EXERCISE SET —
a) Using the caption on intercalated cells, explain in one to three sentences how inactivating the H⁺-ATPase in type B-IC leads to more PGE2 release.
b) According to the caption on intercalated cells, which two substances were detected at high levels in the urine of the ATP6V1B1–/– mice?
c) List every change the caption on intercalated cells reports in the mice after PGE2 was normalized with pharmacologic agents.

DOCUMENT SECTION —
◆ ◆ ◆ ◆ ◆
Figure 10.

Intercalated cells are necessary to maintain body fluid and electrolyte balance. This model summarizes the recent findings by Gueutin and colleagues (35), which showed how H⁺-ATPase dysfunction in type B-IC leads to the urinary water and sodium losses in patients with distal renal tubule acidosis. This group studied mice with significantly decreased H⁺-ATPase activity in the collecting duct intercalated cells due to knockout of the B1 of the H⁺-ATPase subunit (ATP6V1B1–/–mice). The specific knockout of the B1 subunit does not disturb H⁺-ATPase expression in the proximal tubule. These animals presented with a significant urinary loss of NaCl, revealing impaired function of epithelial sodium channel (ENaC) in principal cells, as well as decreased pendrin and NDCBE function in type B-IC in the cortical collecting duct. These animals had an upregulation of ENaC in the medulla. High levels of prostaglandin E₂ (PGE2) and ATP were detected in the urine of these animals. When PGE2 was normalized using pharmacologic agents these animals also normalized their ENaC levels in the cortex, and they had improved polyuria and hypokalemia. When the H⁺-ATPase was inactivated in type B-IC, it resulted in ATP release with the subsequent increases in PGE2 release from these cell as well.
◆ ◆ ◆ ◆ ◆
(Collection entries)
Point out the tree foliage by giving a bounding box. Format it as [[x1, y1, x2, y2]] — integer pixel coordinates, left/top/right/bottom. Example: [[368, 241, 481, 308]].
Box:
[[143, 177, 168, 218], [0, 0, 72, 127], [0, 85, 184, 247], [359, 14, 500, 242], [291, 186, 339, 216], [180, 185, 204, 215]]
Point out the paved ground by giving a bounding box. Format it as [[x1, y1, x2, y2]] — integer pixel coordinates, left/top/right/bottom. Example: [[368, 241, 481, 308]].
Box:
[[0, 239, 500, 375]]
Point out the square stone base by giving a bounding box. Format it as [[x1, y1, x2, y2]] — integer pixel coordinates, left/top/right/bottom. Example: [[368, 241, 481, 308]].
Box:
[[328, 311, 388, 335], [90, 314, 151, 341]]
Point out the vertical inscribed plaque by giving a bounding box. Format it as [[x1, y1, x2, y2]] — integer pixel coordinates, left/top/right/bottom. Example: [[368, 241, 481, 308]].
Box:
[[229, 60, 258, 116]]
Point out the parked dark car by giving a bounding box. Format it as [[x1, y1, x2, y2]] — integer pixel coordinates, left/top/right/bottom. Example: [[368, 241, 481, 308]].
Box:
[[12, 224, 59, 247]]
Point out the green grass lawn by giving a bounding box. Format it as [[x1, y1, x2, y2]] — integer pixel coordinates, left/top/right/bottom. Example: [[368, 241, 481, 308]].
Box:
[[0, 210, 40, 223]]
◆ ◆ ◆ ◆ ◆
TASK-BY-TASK RESULTS —
a) Inactivating the H⁺-ATPase in type B intercalated cells causes these cells to release ATP. That ATP release is followed by increased release of prostaglandin E₂ (PGE2) from the same cells.

b) Prostaglandin E₂ (PGE2) and ATP.

c)
- ENaC levels in the cortex normalized
- Polyuria improved
- Hypokalemia improved